Entrées extraites:
══════════════════════════════

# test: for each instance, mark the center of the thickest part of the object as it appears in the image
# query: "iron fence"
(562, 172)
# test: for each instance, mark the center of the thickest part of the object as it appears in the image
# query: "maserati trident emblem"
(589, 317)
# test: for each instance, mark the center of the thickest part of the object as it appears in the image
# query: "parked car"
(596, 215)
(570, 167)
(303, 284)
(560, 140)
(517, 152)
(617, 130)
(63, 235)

══════════════════════════════

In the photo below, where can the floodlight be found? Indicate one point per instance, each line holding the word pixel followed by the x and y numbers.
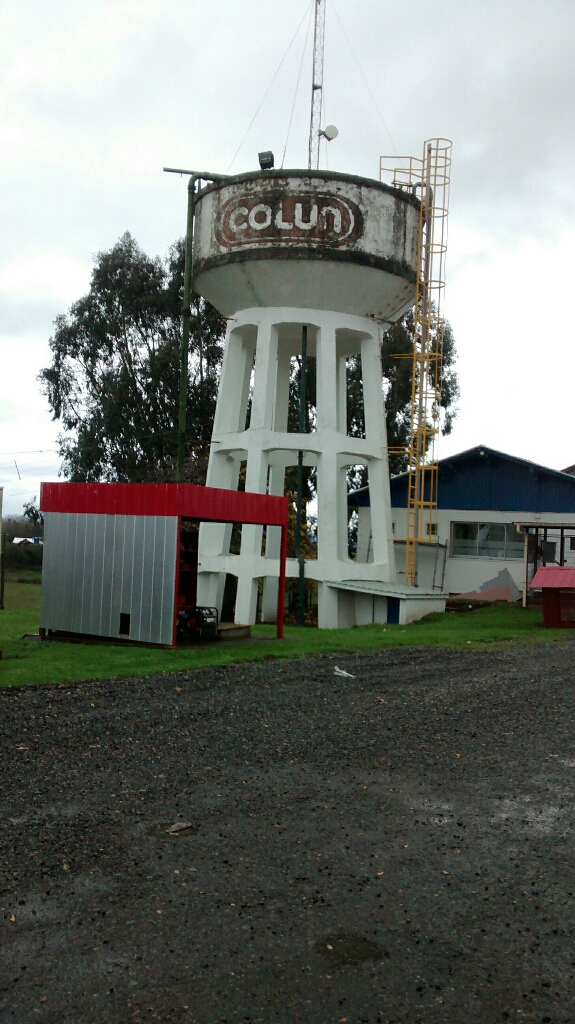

══════════════════════════════

Filtrez les entrées ci-dessus en ne gardant que les lignes qui contiennent le mot « query ».

Résultat attendu:
# query: "iron fence"
# query: "maserati trident emblem"
# query: "parked car"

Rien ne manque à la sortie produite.